*Aufgabe 1*:
Fass den Ausgangstext zum Bürgerbegehren Schlosspark Braunschweig in zwei Sätzen zusammen.
*Aufgabe 2*:
Führe den Ausgangstext zum Bürgerbegehren Schlosspark Braunschweig nach seinem letzten Satz fort.

*Ausgangstext*:

+++

Namens und in beglaubigter Vollmacht der Klägerin erheben wir
K l a
g e
und beantragen,
den Verwaltungsausschuss
der Stadt Braunschweig zu
verpflichten, das
Bürgerbegehren Schlosspark Braunschweig mit folgendem Gegenstand:
„Der überwiegende Teil des
Schlossgartens (Schlosspark) soll
dauerhaft im gegenwärtigen Bestand als Parkanlage und
Erholungsfläche für die Bürgerinnen und Bürger der
Stadt Braunschweig erhalten bleiben.“
zuzulassen.
Begründung
1. Sachverhalt
Die Klägerin begehrt die Verpflichtung des Beklagten, das von ihr
initiierte Bürgerbegehren zum Erhalt des Schlossparks in
Braunschweig zuzulassen. Die Klägerin ist eine
Bürgerinitiative, die sich für den dauerhaften Erhalt des
Schlossparks in Braunschweig in seinem gegenwärtigen Bestand als
Parkanlage und Erholungsfläche einsetzt.

+++

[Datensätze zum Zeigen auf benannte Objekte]

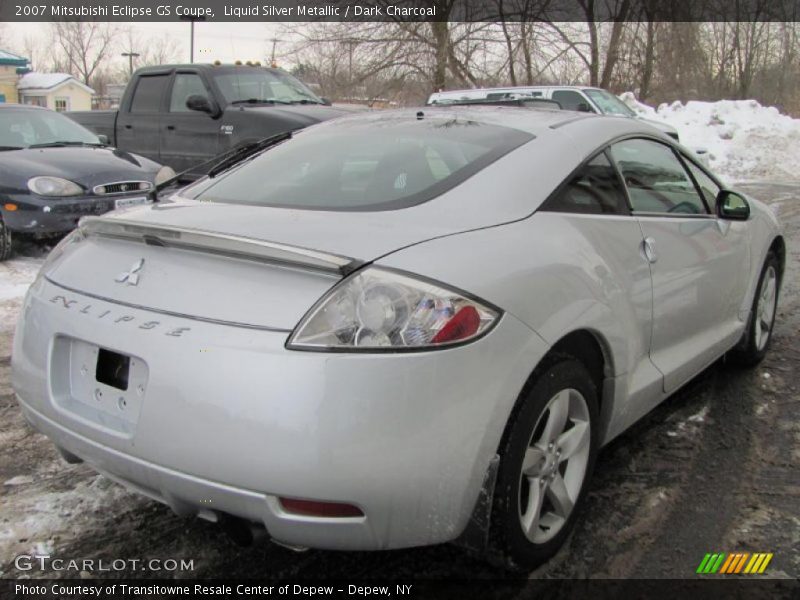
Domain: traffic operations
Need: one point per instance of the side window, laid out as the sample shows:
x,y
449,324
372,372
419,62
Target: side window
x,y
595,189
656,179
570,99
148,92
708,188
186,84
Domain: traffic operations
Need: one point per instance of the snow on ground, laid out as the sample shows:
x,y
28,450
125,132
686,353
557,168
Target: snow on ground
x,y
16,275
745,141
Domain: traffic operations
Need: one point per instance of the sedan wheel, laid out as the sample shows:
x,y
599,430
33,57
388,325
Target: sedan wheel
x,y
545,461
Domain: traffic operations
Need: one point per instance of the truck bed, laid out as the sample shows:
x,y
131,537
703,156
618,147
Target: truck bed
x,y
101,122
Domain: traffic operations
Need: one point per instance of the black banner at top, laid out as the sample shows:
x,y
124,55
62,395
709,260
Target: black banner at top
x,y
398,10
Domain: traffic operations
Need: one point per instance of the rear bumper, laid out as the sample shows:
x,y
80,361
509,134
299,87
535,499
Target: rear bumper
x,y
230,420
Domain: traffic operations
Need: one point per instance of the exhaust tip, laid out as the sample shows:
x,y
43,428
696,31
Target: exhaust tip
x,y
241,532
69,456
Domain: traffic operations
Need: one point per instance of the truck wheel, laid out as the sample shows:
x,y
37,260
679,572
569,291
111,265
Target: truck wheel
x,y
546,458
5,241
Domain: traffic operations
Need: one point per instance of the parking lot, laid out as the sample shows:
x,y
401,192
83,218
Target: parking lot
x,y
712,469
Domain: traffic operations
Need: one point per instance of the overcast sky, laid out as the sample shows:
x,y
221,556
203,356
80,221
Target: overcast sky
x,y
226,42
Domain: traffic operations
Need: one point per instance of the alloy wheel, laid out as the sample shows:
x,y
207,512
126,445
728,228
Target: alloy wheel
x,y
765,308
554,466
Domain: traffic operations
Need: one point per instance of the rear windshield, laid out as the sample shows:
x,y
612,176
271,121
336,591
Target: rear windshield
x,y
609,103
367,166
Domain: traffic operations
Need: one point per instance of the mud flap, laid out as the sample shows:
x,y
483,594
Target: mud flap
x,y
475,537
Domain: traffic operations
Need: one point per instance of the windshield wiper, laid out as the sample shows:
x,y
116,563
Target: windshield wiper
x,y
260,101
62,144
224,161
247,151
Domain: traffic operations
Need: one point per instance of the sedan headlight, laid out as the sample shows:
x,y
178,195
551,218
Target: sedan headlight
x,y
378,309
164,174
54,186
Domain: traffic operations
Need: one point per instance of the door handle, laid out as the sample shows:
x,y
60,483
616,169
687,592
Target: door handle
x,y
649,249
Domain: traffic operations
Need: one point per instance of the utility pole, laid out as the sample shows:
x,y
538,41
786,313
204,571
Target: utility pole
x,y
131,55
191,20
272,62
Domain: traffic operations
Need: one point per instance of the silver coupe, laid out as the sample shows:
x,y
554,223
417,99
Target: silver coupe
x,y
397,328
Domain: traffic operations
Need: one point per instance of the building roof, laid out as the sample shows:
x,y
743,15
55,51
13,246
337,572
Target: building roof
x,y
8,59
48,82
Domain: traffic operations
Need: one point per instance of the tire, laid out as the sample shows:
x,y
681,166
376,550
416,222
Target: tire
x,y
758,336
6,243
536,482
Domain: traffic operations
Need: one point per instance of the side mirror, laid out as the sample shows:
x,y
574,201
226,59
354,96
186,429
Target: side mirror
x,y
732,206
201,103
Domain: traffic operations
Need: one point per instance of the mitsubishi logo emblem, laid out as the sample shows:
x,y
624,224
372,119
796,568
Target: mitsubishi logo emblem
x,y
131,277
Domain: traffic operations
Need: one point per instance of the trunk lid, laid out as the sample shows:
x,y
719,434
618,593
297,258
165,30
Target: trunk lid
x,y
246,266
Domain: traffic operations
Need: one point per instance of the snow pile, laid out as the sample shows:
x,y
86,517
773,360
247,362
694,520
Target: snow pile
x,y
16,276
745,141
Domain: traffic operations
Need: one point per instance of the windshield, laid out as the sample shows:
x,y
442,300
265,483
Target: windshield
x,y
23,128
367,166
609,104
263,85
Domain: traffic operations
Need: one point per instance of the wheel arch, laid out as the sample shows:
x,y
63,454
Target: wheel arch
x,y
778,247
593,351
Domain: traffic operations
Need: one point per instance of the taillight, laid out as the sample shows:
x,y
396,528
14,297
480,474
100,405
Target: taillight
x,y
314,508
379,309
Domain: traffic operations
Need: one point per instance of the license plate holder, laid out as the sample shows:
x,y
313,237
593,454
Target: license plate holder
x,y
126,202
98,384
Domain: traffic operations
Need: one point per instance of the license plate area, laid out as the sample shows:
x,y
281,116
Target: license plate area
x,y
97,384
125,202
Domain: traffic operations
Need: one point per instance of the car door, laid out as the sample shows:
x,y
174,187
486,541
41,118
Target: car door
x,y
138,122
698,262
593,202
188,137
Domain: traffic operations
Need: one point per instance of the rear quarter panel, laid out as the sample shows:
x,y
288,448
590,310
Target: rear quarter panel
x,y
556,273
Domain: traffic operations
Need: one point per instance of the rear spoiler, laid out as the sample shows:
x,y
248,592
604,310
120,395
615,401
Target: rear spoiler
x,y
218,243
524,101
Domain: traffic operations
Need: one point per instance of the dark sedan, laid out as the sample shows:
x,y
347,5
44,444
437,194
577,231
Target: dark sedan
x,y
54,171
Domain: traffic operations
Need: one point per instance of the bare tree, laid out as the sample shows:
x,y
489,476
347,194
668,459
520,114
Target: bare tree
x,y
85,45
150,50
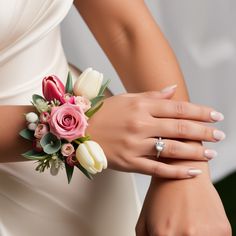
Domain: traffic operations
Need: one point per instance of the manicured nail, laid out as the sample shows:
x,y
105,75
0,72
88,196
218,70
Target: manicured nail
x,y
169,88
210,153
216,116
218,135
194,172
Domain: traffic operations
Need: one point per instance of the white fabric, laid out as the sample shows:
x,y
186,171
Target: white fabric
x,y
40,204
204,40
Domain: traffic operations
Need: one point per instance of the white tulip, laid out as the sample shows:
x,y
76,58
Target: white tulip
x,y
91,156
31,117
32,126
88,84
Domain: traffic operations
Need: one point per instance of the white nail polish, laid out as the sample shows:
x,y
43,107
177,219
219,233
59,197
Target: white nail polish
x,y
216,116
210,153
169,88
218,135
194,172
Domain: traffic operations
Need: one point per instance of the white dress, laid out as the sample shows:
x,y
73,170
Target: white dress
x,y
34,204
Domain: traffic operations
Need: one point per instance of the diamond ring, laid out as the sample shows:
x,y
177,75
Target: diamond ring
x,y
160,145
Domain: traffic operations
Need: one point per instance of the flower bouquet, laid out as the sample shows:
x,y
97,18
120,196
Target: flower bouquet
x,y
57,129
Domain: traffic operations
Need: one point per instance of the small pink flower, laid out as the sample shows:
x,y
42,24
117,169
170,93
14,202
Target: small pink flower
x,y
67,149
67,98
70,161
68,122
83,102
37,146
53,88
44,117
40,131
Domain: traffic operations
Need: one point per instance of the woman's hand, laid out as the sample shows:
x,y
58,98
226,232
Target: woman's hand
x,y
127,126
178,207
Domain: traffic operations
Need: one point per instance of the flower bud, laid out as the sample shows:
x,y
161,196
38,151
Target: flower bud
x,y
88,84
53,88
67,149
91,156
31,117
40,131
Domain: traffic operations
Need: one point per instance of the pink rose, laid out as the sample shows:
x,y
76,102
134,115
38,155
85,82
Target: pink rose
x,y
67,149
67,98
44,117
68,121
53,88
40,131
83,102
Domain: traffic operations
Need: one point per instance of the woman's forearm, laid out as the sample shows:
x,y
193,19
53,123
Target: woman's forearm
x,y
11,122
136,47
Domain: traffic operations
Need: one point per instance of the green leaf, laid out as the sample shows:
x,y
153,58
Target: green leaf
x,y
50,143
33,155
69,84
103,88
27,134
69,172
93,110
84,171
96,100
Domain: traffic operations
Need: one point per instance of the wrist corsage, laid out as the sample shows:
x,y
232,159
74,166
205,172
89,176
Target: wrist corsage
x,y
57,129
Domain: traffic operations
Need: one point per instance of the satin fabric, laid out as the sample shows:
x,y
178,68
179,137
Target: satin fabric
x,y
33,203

+++

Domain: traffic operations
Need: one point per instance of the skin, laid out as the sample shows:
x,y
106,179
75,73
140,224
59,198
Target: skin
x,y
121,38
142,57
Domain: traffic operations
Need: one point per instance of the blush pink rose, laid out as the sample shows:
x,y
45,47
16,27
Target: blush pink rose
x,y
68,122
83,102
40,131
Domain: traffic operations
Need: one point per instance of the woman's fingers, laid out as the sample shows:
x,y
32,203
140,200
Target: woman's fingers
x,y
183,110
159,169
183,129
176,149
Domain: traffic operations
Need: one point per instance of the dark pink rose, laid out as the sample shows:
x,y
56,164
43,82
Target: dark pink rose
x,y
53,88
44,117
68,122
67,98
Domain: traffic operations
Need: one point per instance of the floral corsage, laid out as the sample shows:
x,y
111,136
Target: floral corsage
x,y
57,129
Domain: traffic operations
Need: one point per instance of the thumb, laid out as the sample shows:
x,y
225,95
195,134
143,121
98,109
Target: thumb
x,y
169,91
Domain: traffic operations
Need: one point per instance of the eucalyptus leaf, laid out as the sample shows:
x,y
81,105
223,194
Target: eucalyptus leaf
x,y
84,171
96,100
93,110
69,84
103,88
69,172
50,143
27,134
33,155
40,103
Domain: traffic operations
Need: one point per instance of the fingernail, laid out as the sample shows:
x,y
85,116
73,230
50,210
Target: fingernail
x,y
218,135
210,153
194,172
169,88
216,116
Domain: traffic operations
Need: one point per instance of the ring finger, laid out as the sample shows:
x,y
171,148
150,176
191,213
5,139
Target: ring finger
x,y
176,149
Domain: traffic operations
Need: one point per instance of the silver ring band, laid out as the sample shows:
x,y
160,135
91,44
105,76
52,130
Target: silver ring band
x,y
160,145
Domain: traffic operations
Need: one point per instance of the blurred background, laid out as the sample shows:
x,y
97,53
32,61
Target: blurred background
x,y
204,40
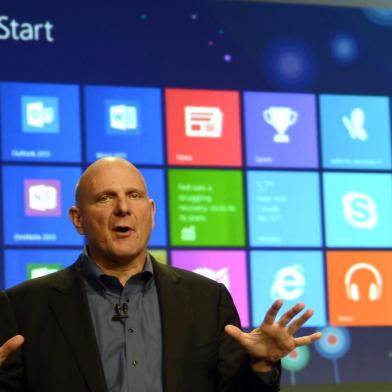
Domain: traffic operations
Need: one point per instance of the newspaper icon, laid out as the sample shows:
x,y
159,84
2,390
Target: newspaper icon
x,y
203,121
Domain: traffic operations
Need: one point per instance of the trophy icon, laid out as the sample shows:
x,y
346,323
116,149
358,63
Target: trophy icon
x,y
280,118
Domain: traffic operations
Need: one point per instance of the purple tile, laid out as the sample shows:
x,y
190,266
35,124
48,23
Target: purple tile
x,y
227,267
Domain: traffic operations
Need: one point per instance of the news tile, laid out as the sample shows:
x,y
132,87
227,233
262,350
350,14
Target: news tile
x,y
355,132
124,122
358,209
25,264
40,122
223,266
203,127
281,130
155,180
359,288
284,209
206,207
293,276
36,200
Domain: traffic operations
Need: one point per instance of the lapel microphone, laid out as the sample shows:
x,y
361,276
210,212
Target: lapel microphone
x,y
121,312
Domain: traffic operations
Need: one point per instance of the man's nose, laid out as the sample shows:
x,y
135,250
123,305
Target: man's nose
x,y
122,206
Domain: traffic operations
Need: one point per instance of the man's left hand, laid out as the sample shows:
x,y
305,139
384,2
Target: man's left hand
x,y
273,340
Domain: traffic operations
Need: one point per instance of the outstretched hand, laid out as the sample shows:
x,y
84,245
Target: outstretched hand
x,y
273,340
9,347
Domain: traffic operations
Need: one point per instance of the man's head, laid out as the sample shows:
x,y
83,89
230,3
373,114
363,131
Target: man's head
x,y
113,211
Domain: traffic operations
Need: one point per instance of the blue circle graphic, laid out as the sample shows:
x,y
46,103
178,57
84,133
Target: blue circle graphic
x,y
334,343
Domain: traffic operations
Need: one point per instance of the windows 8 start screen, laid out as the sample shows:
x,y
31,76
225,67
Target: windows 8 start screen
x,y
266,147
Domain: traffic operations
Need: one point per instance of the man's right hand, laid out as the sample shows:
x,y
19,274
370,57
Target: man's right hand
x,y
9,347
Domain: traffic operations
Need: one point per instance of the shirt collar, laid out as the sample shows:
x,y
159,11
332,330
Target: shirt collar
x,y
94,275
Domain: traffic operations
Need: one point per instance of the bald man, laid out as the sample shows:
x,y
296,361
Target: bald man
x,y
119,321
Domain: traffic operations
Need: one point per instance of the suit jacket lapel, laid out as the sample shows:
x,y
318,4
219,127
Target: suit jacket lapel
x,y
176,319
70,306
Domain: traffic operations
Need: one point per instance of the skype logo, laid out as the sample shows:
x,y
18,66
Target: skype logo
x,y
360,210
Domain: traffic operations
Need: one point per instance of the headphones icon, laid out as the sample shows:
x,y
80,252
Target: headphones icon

+++

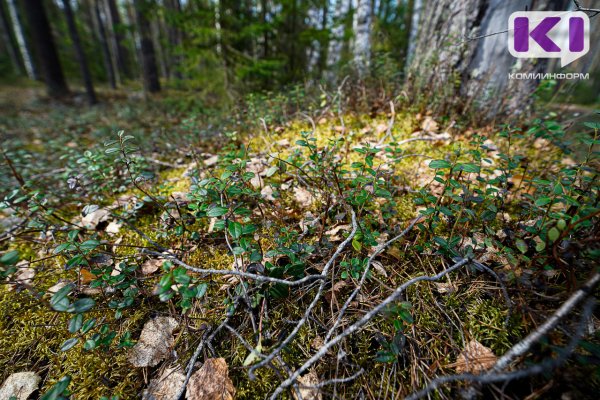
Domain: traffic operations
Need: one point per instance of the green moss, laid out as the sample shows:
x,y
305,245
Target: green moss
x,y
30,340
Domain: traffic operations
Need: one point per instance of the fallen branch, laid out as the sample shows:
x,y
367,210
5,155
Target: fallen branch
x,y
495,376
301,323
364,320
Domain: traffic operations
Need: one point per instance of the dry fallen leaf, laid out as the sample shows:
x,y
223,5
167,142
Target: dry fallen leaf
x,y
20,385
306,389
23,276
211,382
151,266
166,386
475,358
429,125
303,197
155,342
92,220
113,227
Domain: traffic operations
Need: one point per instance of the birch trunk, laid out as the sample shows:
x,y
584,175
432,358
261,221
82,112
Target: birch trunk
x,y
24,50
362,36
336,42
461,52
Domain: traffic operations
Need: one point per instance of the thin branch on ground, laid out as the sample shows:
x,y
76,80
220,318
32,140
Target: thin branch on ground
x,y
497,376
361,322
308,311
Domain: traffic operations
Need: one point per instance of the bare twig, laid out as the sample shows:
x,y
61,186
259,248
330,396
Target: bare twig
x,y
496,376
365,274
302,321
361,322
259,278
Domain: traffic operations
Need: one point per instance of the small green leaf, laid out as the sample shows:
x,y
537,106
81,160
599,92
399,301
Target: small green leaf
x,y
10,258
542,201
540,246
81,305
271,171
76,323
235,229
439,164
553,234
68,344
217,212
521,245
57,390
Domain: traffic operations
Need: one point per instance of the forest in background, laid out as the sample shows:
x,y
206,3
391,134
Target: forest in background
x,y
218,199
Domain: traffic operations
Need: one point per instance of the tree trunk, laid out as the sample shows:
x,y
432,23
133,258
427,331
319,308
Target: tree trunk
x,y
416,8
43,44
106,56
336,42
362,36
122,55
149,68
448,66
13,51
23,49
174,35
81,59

+++

*Ergebnis 1*:
Im Namen der Klägerin, einer Bürgerinitiative, wird Klage erhoben mit dem Antrag, den Verwaltungsausschuss der Stadt Braunschweig zur Zulassung des Bürgerbegehrens Schlosspark Braunschweig zu verpflichten. Das Begehren soll erreichen, dass der überwiegende Teil des Schlossgartens dauerhaft im jetzigen Bestand als Parkanlage und Erholungsfläche für die Bürgerinnen und Bürger der Stadt erhalten bleibt.

*Ergebnis 2*:
Auslöser für die Gründung der Initiative waren die
Vereinbarungsverhandlungen der Stadt Braunschweig mit dem potentiellen
Investor, der ECE Projektmanagement GmbH & Co. KG, die hinter
verschlossenen Türen stattfanden. In diesen definierte der
Braunschweiger Oberbürgermeister das städtische
Zukunftsinteresse neu. Der Bereich des Schlossparks sei "durch ein
attraktives, in das Stadtbild eingepasstes innerstädtisches
Einkaufszentrum neu zu ordnen". Ohne Wissen der Bürgerinnen und
Bürger von Braunschweig wurde dieses neu erfundene städtische
Interesse zum Leitmotiv der sogenannten "Entwicklungsvereinbarung
zwischen Stadt Braunschweig und der ECE Projektmanagement GmbH &
Co. KG".
Die Stadt Braunschweig beabsichtigte, das in ihrem Eigentum stehende
ca. 34.000 qm große Schlosspark-Grundstück an die ECE
Projektmanagement GmbH & Co. KG zu veräußern.
1.1 Diese
Pläne der Stadt Braunschweig wurden
Geschäftsgrundlage des "Vorvertrages über die Grundzüge
der vertraglichen Regelungen für das Vorhaben ECE-Einkaufszentrum
Schlosspark" vom 24.06.2003.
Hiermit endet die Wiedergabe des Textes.